** Start **
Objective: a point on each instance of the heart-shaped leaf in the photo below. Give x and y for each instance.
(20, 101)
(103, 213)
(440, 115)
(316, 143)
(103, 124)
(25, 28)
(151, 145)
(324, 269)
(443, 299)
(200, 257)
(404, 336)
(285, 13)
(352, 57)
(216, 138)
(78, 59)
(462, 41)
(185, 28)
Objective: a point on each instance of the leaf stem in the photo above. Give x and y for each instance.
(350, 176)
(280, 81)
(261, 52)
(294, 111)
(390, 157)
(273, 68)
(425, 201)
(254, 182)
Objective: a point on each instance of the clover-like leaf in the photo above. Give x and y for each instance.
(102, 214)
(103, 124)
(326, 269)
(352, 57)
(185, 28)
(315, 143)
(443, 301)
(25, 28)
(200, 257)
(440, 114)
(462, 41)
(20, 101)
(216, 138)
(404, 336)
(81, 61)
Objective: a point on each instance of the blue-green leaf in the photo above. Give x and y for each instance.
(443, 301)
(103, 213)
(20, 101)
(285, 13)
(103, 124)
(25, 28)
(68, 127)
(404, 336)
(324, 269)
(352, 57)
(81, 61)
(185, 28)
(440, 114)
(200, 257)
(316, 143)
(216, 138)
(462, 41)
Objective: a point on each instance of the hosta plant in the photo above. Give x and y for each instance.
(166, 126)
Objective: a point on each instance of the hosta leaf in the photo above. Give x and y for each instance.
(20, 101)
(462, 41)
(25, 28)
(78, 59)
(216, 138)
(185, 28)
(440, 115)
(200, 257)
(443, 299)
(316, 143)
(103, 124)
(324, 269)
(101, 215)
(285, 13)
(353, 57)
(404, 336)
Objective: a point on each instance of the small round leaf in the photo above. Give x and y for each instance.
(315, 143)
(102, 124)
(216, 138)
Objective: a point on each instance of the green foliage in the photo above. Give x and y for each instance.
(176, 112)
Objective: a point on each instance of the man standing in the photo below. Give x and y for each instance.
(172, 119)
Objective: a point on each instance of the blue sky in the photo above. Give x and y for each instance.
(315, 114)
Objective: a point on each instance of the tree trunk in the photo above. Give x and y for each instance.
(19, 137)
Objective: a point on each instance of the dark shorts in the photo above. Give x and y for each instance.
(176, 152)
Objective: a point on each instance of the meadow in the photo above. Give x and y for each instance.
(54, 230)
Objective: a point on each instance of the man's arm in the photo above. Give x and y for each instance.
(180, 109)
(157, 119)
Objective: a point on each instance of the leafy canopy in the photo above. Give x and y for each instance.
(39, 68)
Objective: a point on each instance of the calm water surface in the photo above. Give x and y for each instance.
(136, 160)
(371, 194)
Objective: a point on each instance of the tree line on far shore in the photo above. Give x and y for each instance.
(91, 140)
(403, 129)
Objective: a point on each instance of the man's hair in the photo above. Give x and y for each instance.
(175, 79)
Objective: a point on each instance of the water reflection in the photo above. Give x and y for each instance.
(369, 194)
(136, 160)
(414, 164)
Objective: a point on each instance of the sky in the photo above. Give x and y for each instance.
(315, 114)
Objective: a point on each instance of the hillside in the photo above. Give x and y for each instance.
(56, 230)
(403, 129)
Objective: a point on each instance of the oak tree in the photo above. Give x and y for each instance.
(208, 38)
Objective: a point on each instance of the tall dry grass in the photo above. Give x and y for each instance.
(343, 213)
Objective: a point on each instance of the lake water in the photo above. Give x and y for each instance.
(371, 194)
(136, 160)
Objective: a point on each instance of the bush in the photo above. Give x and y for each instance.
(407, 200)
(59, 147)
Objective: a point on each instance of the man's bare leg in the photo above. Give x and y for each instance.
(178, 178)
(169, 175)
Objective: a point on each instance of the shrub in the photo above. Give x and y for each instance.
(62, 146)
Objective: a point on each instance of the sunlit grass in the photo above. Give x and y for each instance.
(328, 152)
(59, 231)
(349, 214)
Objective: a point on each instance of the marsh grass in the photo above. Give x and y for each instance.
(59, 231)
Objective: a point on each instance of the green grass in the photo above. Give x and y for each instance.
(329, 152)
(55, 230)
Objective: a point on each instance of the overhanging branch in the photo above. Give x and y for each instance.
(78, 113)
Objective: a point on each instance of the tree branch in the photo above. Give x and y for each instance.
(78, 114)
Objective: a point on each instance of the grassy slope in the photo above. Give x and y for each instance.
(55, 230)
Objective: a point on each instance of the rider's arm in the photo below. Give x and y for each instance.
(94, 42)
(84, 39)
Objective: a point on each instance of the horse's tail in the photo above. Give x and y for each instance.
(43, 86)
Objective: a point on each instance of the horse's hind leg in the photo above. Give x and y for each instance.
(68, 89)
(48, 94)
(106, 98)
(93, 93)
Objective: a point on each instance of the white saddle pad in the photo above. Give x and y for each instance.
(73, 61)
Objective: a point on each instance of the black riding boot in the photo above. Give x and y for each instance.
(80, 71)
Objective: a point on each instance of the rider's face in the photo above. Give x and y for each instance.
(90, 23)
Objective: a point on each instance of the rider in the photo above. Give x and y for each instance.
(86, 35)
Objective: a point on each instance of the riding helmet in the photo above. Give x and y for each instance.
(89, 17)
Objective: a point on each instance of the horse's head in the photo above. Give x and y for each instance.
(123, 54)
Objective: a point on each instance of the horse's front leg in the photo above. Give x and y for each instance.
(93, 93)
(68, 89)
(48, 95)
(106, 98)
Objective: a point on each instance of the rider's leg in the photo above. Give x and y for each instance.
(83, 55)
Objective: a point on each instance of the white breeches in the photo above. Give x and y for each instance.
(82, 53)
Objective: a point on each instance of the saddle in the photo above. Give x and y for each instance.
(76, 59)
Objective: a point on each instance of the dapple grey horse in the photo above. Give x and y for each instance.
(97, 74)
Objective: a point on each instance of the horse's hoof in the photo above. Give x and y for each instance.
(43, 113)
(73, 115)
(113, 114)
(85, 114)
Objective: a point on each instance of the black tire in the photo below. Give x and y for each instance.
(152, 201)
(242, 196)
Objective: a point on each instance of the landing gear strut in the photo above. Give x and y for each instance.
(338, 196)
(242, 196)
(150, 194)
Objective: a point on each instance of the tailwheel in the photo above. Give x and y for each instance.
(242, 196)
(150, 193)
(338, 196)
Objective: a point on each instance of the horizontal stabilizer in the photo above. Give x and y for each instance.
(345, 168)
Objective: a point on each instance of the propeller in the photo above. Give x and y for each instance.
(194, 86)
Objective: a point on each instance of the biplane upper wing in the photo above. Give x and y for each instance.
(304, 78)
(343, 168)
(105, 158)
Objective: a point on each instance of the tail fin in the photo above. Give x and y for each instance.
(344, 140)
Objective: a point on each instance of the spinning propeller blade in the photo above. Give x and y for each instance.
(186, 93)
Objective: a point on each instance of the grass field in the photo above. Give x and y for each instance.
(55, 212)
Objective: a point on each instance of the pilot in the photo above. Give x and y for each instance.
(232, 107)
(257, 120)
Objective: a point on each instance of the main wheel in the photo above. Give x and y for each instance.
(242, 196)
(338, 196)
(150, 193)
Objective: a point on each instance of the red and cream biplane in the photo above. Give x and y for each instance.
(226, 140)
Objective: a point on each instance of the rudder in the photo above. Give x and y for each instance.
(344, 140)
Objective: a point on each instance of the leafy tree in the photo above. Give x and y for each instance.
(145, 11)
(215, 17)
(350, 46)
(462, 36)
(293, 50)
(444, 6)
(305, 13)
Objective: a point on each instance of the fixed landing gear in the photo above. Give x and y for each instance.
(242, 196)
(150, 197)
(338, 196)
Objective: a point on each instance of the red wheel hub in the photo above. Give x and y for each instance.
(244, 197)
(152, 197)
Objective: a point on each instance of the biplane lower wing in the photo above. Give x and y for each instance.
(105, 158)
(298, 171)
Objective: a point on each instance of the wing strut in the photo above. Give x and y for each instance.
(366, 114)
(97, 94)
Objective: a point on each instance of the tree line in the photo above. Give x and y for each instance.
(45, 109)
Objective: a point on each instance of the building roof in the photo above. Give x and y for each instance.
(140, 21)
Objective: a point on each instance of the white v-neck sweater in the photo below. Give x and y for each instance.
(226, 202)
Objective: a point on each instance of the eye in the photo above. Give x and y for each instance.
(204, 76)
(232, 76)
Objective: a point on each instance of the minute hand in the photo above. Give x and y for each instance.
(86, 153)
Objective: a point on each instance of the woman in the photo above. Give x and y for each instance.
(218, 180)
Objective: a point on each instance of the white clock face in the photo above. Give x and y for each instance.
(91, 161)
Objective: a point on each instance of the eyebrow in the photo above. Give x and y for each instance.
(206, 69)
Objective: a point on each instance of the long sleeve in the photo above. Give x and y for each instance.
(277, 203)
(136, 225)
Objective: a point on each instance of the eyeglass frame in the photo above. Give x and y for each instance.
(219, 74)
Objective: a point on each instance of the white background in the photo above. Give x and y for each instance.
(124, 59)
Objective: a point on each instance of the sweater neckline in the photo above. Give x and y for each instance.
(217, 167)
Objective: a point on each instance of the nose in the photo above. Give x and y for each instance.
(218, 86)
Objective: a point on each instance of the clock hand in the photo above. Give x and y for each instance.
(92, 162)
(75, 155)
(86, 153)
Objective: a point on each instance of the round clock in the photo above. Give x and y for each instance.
** End **
Extract every line from the one with "Objective: a point on each instance of the eyebrow" down to the final line above, both included, exactly as written.

Objective: a point on each instance of the eyebrow in the photo above. Give x and y for each instance.
(206, 69)
Objective: a point on each instance of the long sleeve in the photo above. Give x and y for each instance.
(277, 203)
(136, 225)
Objective: a point on each instance of the eyeglass frame in the photo above. Give x and y for each instance.
(219, 74)
Objective: a point on each instance of the white background in the photo above. Give x and y for each instance.
(124, 59)
Objective: a point on each instance of the sweater neckline in the photo above. Give x and y for each instance.
(217, 167)
Objective: a point on each instance of the nose in the photo above. Give x and y for each instance.
(218, 86)
Objective: a point on each instance of the clock hand in the photo above. Give x and y for each instance.
(92, 162)
(75, 155)
(86, 153)
Objective: a point on each instance of the round clock in the photo above. Give x and y for each instance.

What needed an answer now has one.